What needs to be done: With no line left out, restate the data word for word.

Available records:
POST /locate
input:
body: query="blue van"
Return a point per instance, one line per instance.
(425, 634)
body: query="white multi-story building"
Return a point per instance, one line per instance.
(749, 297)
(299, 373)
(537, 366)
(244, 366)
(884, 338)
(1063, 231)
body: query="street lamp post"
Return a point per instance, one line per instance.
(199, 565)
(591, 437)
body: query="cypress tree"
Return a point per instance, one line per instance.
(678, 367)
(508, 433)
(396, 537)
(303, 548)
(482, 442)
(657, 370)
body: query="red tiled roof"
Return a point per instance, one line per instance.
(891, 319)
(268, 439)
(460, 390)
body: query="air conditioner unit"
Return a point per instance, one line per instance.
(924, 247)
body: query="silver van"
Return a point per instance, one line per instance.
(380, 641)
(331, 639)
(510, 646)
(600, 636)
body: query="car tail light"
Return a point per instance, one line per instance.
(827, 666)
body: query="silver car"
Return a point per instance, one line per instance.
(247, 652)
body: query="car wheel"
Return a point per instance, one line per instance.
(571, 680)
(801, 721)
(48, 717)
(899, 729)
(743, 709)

Output:
POST /locate
input:
body: query="blue van"
Return a point per instance, one line per instance.
(425, 634)
body: query="white multi-story building"
Return a point per instance, one line per instance.
(749, 297)
(299, 373)
(537, 366)
(244, 366)
(884, 338)
(1063, 231)
body: query="street lamp post"
Return a point per instance, one line per instance.
(199, 565)
(591, 437)
body: query="cypress tree"
Return a point per instance, one line per instance.
(678, 367)
(508, 433)
(396, 537)
(303, 548)
(482, 442)
(657, 370)
body: query="red tiled roof"
Return a point per instance, one line per instance.
(891, 319)
(268, 439)
(460, 390)
body: query="air conditioner unit"
Return a point per instance, one line per instance.
(924, 247)
body: query="silver van"
Return a point per instance, one line per instance.
(380, 641)
(331, 639)
(510, 646)
(600, 636)
body: query="car tail light"
Return a point per instance, one line per instance.
(827, 666)
body: query="silver car"
Return a point per instance, one line per instance.
(247, 652)
body: query="car wheel"
Return a point per instance, one line per instance.
(571, 680)
(801, 721)
(48, 717)
(899, 729)
(743, 709)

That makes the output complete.